__Extrait fourni__.
▬▬▬▬▬▬
Ancienne Abbaye de Preuilly – Samedi 28 février 2009
Réunion fondatrice du Centre d’étude et de recherche de l’Abbaye de Preuilly
I Présentation
Patricia Husson, fondatrice de l’ARAP
Je suis très touchée de voir que vous avez répondu si favorablement à notre invitation. Nous sommes très heureux de vous accueillir pour cette première rencontre.
Si vous le permettez, j’aimerais me présenter, car je ne suis pas certaine que vous parveniez à situer chaque membre de notre nombreuse famille.
Je m’appelle Patricia Husson. Avec mon mari, Roby, nous avons le privilège d’être, pour notre génération, les gardiens de ce lieu historique, qui est devenu depuis 180 ans une demeure familiale.
Pourquoi je dis gardiens ? Je pourrais dire responsables également. Car, avant nous, les générations se sont très affectivement impliquées dans Preuilly. Tout d’abord dans l’arrêt de la démolition de l’Abbaye, puis, à chaque époque, dans la sauvegarde de ce lieu.
Nous nous efforçons, Roby et moi, depuis plus de 30 ans d’assumer notre rôle à notre tour, avec beaucoup d’enthousiasme. C’est cette chaîne d’actions, au fil du temps, qui nous permet de vous recevoir aujourd’hui.
Pour que les générations futures puissent, à leur tour, apporter leur pierre à l’édifice, il nous a paru indispensable, dans le monde d’aujourd’hui, d’organiser cette action individuelle et familiale en créant une structure ; cette structure c’est l’ARAP, l’Association pour le Rayonnement de l’Abbaye de Preuilly.
Et c’est au sein de l’ARAP que va prendre place le CERAP, le Centre d’étude et de recherche de l’Abbaye de Preuilly, que Chantal, ma belle-soeur, va vous présenter.
Notre famille, à Preuilly, a surtout , gardé de l’héritage cistercien, les traditions religieuses et les valeurs du travail manuel, avec l’agriculture depuis toujours, et plus récemment avec l’élevage de chevaux de concours hippiques.
Avec l’aide de mon beau-frère, Yves, et celle de Chantal, nous avons pensé à redonner à ce lieu un peu de sa dimension culturelle, avec votre collaboration et avec votre aide, et de sa dimension artistique aussi, avec le projet d’un catalogue numérique,
qui serait un répertoire des artisans d’art français, une idée que nous aimerions étendre à toute l’Europe, par le biais des abbayes cisterciennes.
Ce projet me tient particulièrement à cœur : mettre Preuilly, ce lieu privilégié, à la disposition de l’excellence française. C’est une idée qui a trouvé son aboutissement à l’occasion d’une rencontre avec Monsieur Jean Louis Quignaux, qui est ici avec nous, aujourd’hui.
▬▬▬▬▬▬
__Consigne__. Rédigez la suite du discours d'ouverture de la réunion à l'Abbaye de Preuilly, en reprenant juste après sa dernière phrase. Les items proviennent d'une source distincte de ce discours.
▬▬▬▬▬▬
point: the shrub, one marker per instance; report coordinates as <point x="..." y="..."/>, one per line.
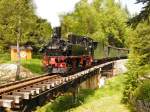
<point x="143" y="91"/>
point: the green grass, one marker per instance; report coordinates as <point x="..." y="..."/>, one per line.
<point x="106" y="99"/>
<point x="4" y="58"/>
<point x="34" y="65"/>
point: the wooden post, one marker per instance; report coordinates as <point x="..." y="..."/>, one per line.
<point x="18" y="52"/>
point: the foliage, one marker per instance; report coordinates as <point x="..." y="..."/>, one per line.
<point x="17" y="18"/>
<point x="102" y="20"/>
<point x="100" y="100"/>
<point x="34" y="65"/>
<point x="139" y="60"/>
<point x="143" y="91"/>
<point x="143" y="15"/>
<point x="4" y="58"/>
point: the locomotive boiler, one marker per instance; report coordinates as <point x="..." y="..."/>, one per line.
<point x="66" y="56"/>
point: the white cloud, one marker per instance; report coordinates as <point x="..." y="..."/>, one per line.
<point x="50" y="9"/>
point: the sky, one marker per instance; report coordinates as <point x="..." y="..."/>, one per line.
<point x="51" y="9"/>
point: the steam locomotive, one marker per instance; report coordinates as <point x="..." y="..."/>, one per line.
<point x="64" y="56"/>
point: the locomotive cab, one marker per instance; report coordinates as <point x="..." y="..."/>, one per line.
<point x="68" y="56"/>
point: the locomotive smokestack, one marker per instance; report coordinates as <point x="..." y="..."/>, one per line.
<point x="57" y="32"/>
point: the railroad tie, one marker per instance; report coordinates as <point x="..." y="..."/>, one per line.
<point x="25" y="95"/>
<point x="6" y="103"/>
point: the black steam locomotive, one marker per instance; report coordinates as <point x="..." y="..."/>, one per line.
<point x="62" y="56"/>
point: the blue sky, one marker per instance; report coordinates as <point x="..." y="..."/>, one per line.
<point x="51" y="9"/>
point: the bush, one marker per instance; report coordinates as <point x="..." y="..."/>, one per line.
<point x="143" y="92"/>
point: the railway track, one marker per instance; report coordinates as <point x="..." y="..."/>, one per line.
<point x="15" y="95"/>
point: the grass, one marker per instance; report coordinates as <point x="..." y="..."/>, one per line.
<point x="34" y="65"/>
<point x="106" y="99"/>
<point x="4" y="57"/>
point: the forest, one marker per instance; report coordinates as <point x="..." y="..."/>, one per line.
<point x="103" y="20"/>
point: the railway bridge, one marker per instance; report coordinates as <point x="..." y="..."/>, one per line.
<point x="25" y="95"/>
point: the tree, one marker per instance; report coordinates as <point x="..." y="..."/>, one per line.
<point x="143" y="15"/>
<point x="17" y="24"/>
<point x="98" y="20"/>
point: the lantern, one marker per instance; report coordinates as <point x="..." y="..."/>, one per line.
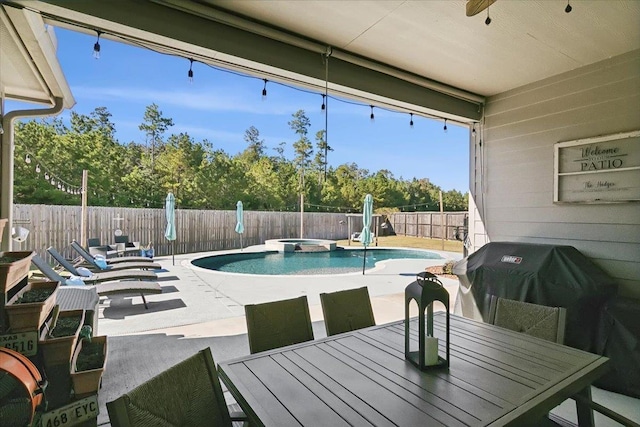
<point x="425" y="290"/>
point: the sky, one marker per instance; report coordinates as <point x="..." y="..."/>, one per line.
<point x="219" y="106"/>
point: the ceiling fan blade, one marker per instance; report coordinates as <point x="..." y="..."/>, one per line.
<point x="476" y="6"/>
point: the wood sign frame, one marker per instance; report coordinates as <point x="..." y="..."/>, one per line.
<point x="603" y="169"/>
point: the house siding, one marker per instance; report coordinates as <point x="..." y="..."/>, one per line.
<point x="512" y="166"/>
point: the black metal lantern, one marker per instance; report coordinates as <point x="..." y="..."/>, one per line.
<point x="425" y="290"/>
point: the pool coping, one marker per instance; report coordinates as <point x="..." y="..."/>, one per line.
<point x="378" y="266"/>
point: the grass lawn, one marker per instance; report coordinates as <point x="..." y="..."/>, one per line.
<point x="412" y="242"/>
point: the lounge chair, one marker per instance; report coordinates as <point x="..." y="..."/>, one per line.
<point x="103" y="276"/>
<point x="116" y="263"/>
<point x="104" y="289"/>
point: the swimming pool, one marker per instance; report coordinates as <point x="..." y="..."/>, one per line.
<point x="305" y="263"/>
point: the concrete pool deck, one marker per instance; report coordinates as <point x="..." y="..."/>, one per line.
<point x="194" y="297"/>
<point x="200" y="309"/>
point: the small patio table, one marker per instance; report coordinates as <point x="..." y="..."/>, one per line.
<point x="497" y="377"/>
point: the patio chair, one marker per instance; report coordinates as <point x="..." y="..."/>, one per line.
<point x="536" y="320"/>
<point x="187" y="394"/>
<point x="110" y="261"/>
<point x="103" y="276"/>
<point x="104" y="289"/>
<point x="277" y="324"/>
<point x="547" y="323"/>
<point x="347" y="310"/>
<point x="145" y="264"/>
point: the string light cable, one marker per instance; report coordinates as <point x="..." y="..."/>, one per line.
<point x="51" y="177"/>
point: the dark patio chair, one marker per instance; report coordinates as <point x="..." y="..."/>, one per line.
<point x="536" y="320"/>
<point x="347" y="310"/>
<point x="277" y="324"/>
<point x="547" y="323"/>
<point x="187" y="394"/>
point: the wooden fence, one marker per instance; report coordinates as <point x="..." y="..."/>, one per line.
<point x="428" y="224"/>
<point x="201" y="230"/>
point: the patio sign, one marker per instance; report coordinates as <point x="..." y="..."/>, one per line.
<point x="603" y="169"/>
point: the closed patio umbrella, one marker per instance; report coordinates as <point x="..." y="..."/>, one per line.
<point x="239" y="221"/>
<point x="365" y="236"/>
<point x="170" y="233"/>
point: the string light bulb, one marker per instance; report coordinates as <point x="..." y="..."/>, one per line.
<point x="190" y="73"/>
<point x="96" y="46"/>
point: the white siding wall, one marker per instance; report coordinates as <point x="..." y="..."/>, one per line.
<point x="512" y="173"/>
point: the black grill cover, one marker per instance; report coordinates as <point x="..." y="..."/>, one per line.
<point x="558" y="276"/>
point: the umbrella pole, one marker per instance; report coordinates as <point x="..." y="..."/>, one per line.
<point x="364" y="259"/>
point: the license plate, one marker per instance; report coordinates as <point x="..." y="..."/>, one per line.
<point x="72" y="414"/>
<point x="22" y="342"/>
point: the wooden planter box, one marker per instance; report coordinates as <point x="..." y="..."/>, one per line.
<point x="58" y="351"/>
<point x="11" y="273"/>
<point x="31" y="316"/>
<point x="85" y="382"/>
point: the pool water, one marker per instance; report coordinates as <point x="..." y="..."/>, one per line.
<point x="290" y="263"/>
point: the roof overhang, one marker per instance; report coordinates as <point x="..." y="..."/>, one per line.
<point x="29" y="70"/>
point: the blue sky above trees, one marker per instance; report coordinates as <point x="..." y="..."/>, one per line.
<point x="220" y="106"/>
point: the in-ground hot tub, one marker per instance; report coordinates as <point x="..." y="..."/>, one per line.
<point x="304" y="245"/>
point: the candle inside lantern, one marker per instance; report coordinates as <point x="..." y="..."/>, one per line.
<point x="430" y="351"/>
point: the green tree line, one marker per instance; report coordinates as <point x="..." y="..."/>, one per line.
<point x="200" y="176"/>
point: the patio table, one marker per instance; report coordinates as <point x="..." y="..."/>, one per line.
<point x="497" y="377"/>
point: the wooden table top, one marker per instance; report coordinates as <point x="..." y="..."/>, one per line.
<point x="496" y="377"/>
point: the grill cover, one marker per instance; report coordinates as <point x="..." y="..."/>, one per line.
<point x="558" y="276"/>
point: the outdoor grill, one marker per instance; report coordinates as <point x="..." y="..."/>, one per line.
<point x="559" y="276"/>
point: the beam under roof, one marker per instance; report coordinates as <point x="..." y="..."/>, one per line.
<point x="214" y="36"/>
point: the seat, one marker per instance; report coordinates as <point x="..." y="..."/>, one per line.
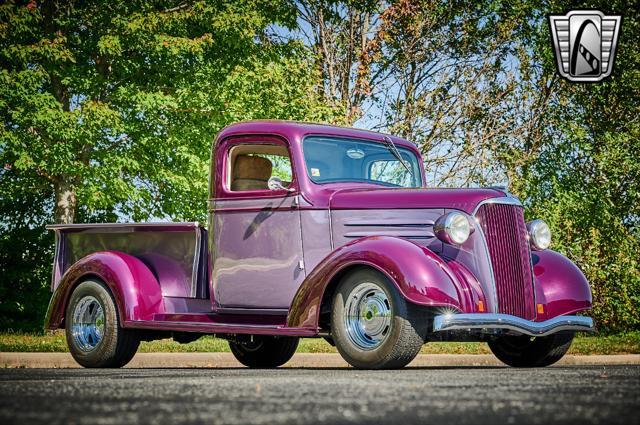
<point x="250" y="173"/>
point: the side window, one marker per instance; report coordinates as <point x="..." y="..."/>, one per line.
<point x="251" y="166"/>
<point x="390" y="171"/>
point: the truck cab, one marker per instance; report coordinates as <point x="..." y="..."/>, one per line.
<point x="321" y="231"/>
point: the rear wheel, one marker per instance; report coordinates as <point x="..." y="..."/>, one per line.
<point x="372" y="325"/>
<point x="526" y="351"/>
<point x="93" y="331"/>
<point x="261" y="351"/>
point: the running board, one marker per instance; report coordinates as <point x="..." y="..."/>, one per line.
<point x="220" y="328"/>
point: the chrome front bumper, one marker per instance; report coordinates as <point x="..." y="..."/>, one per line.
<point x="489" y="321"/>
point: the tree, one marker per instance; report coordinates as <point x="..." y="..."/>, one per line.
<point x="583" y="173"/>
<point x="109" y="109"/>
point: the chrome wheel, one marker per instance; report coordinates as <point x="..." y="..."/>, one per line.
<point x="87" y="325"/>
<point x="367" y="316"/>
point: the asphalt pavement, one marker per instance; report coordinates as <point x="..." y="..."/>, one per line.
<point x="418" y="395"/>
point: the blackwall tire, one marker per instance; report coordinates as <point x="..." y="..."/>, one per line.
<point x="525" y="351"/>
<point x="94" y="335"/>
<point x="372" y="325"/>
<point x="264" y="352"/>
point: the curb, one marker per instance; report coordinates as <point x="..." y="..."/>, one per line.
<point x="300" y="360"/>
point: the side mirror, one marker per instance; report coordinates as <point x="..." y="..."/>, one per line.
<point x="275" y="183"/>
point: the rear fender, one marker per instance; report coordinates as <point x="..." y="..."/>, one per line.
<point x="420" y="276"/>
<point x="135" y="289"/>
<point x="561" y="287"/>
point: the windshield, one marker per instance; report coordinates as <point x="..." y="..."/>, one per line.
<point x="333" y="159"/>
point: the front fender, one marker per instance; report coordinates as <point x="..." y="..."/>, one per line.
<point x="135" y="289"/>
<point x="560" y="285"/>
<point x="420" y="275"/>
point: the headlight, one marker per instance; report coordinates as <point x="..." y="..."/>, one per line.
<point x="453" y="227"/>
<point x="539" y="234"/>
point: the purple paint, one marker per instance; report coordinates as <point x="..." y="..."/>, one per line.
<point x="272" y="255"/>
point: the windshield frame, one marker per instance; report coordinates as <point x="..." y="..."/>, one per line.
<point x="402" y="148"/>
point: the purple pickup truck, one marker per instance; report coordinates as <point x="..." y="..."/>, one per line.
<point x="328" y="232"/>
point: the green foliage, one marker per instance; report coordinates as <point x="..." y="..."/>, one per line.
<point x="625" y="343"/>
<point x="584" y="177"/>
<point x="109" y="109"/>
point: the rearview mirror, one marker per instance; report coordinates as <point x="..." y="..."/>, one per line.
<point x="275" y="183"/>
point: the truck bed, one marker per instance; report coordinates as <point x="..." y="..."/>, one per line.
<point x="176" y="253"/>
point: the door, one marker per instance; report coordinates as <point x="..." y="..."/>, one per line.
<point x="257" y="241"/>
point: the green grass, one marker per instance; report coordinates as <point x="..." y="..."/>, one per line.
<point x="627" y="343"/>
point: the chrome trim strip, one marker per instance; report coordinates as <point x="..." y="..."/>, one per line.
<point x="193" y="224"/>
<point x="195" y="268"/>
<point x="448" y="322"/>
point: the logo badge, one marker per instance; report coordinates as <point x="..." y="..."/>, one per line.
<point x="585" y="44"/>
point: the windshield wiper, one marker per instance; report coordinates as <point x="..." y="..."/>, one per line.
<point x="394" y="150"/>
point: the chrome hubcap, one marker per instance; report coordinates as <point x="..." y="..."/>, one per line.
<point x="87" y="324"/>
<point x="367" y="316"/>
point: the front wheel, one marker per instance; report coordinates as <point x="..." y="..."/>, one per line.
<point x="372" y="325"/>
<point x="264" y="351"/>
<point x="93" y="331"/>
<point x="526" y="351"/>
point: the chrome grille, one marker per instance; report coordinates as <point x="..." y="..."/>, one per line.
<point x="506" y="234"/>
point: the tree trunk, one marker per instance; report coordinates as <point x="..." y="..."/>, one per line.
<point x="66" y="201"/>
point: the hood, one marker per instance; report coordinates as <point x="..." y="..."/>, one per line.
<point x="461" y="199"/>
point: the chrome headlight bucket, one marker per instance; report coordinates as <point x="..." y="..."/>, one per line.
▬▬▬▬▬▬
__Résultat__.
Monsieur Quignaux est un artisan, fils d’artisan, tailleur de pierre. Quand je l’ai rencontré, nous avons longuement discuté de son métier. Il m’en a parlé avec amour et en l’écoutant j’ai pensé que ce projet, que nous avions depuis longtemps avec ma famille, pouvait prendre corps. Parce qu’il s’agit aussi d’une aventure humaine. Vous rencontrez quelqu’un, vous avez envie de l’aider, de le faire entrer dans un réseau, de connaître ses amis, ceux avec qui il travaille, de le faire connaître, lui, à vos amis, à vos relations, en témoignant de la qualité, de l’excellence de son travail.
Il y a tout un projet passionnant à concrétiser, pour mettre en relation ceux qui ont le désir de réhabiliter un monument, un château, une demeure familiale, qui ne savent pas où trouver des artisans compétents et disponibles, et ces mêmes artisans qui, de leur côté, ont quelquefois du mal à se faire connaître.
L’élaboration d’un catalogue numérique, disponible via internet permettrait en un clic de trouver ces artisans, leurs coordonnées et des exemples de leur savoir faire et de leurs réalisations.
Nous pensons bien-sûr aux artisans de notre région que nous aimerions faire connaître, mais, grâce à la collaboration des abbayes cisterciennes, nous pourrions étendre ce recensement à toute la France et même à toute l’Europe. Chaque région, chaque pays a des savoir-faire, des traditions, nous pourrions retrouver sur un même catalogue les noms de tous ceux qui sont prêts à défendre leur métier, à nous le faire aimer, à montrer ce que leurs parents ont réalisé avant eux, avec un maître mot : l’excellence.
Merci.
Yves Husson, Président de l’ARAP
C’est en qualité de Président de l’ARAP, que je veux simplement préciser l’attachement de la famille, à notre berceau qu’est Preuilly, mais aussi, au-delà, à tout le monde cistercien. Le lien est profondément affectif, plus qu’intellectuel, même si je suis momentanément dépositaire des archives familiales.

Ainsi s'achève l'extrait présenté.